- **Point localization data**
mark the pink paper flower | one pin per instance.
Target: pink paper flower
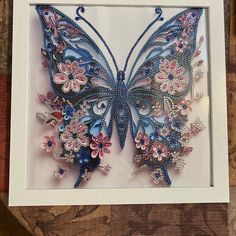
(164, 131)
(159, 151)
(100, 145)
(71, 76)
(171, 76)
(48, 143)
(142, 140)
(157, 176)
(75, 136)
(184, 107)
(60, 172)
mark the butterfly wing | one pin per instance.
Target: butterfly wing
(158, 87)
(164, 71)
(78, 69)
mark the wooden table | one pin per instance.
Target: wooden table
(182, 219)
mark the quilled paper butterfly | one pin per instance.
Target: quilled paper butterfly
(153, 100)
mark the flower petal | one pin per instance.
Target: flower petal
(81, 79)
(66, 87)
(95, 153)
(60, 78)
(75, 87)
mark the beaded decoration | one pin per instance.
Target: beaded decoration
(154, 100)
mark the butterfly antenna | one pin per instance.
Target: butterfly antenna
(159, 17)
(79, 17)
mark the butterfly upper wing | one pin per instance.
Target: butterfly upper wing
(78, 69)
(163, 70)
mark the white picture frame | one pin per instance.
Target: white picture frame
(20, 195)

- **What you need to do**
Report every line in the data above in which the word "instance" appears.

- **Exercise result**
mark the pink paper flower | one pin per instance.
mark the butterfly wing | one pin per instance.
mark the wooden table | one pin per instance.
mark the quilled paper butterfly | one pin per instance.
mark the flower petal | one pin per instance.
mark the beaded decoration | one pin per instance.
mark the butterfly antenna | one pin per instance.
mark the butterfly upper wing | one pin per instance.
mark the white picture frame | one pin per instance.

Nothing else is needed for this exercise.